--- RECORD EXTRACTS ---
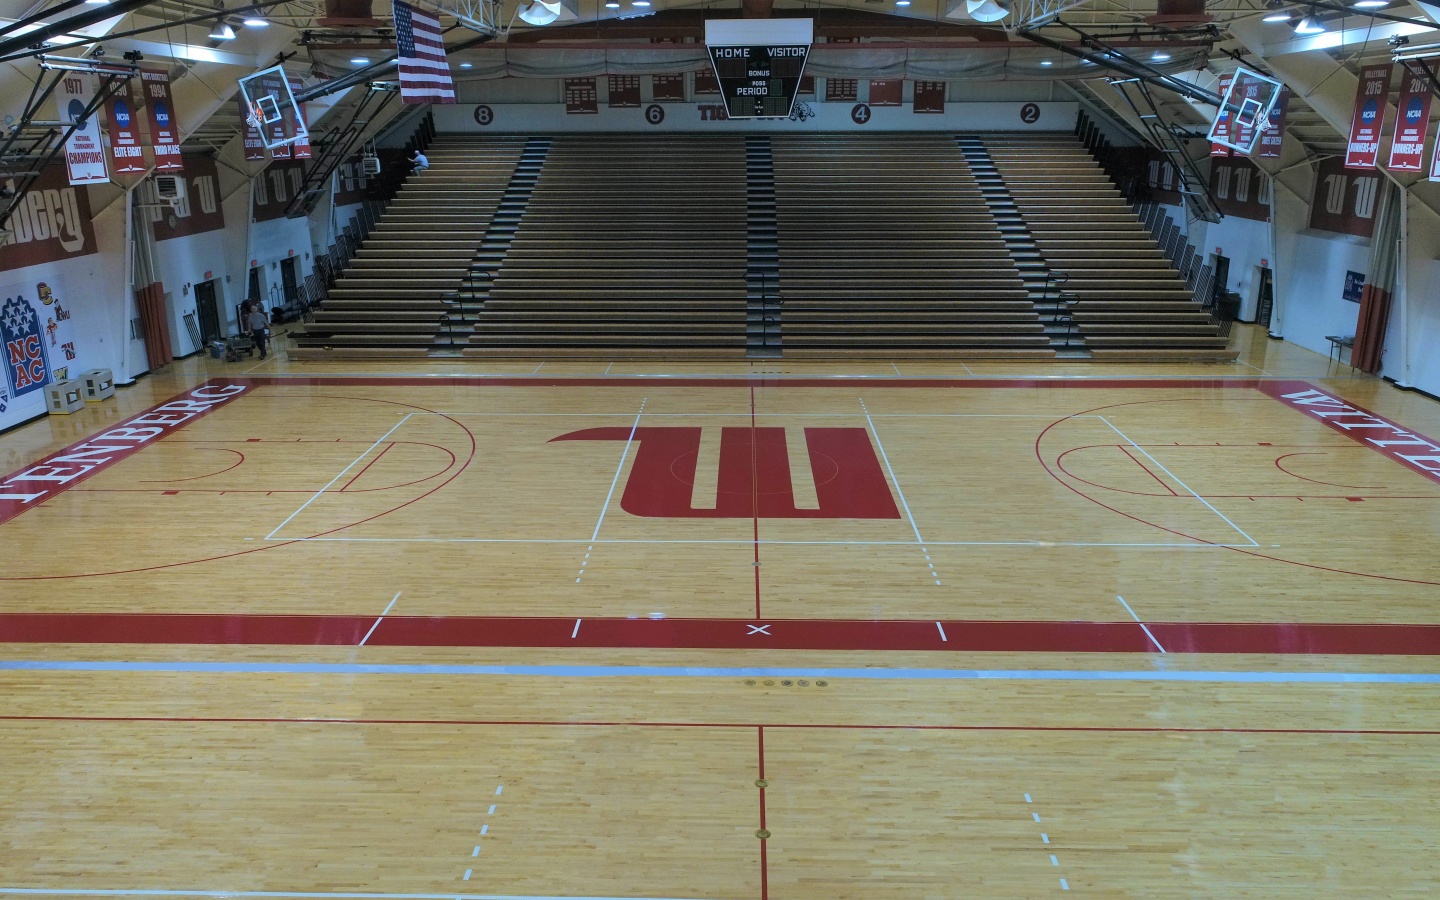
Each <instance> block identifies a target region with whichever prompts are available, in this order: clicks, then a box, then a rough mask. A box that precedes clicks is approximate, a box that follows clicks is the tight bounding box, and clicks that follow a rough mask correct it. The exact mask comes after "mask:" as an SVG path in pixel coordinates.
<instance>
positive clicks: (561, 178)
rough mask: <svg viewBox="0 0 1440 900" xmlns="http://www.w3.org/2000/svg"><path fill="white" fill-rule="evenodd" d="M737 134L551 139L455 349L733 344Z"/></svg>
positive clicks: (736, 255)
mask: <svg viewBox="0 0 1440 900" xmlns="http://www.w3.org/2000/svg"><path fill="white" fill-rule="evenodd" d="M744 158H746V157H744V138H742V137H716V135H706V137H694V135H675V137H658V135H593V134H590V135H569V137H557V138H554V141H553V143H552V145H550V151H549V154H547V156H546V160H544V167H543V168H541V170H540V176H539V179H537V181H536V187H534V192H533V193H531V196H530V202H528V204H527V206H526V209H524V215H523V216H521V217H520V225H518V228H517V230H516V235H514V239H513V240H511V242H510V246H508V251H507V252H505V256H504V261H503V262H501V264H500V269H498V271H497V272H495V276H494V282H492V284H491V285H490V291H488V295H487V298H485V301H484V308H482V310H481V312H480V314H478V317H477V320H475V327H474V331H472V333H471V336H469V344H468V347H467V348H465V354H467V356H641V354H652V353H654V354H671V356H674V354H704V356H744V348H746V330H744V325H746V320H744V317H746V168H744Z"/></svg>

--- WHAT YOU ARE ASKED TO DO ---
Each line of the entries above that contains "instance" is to be copied.

--- SOLUTION ---
Each <instance> block identifies a target region with whichever prompts are available, in this order: clicks, then a box, then a rough mask. A box that precedes clicks is approximate, a box that follows clicks is the tight bounding box, and clicks that follow a rough mask correct it. The exact mask comes after "mask:" as an SVG path in pixel coordinates.
<instance>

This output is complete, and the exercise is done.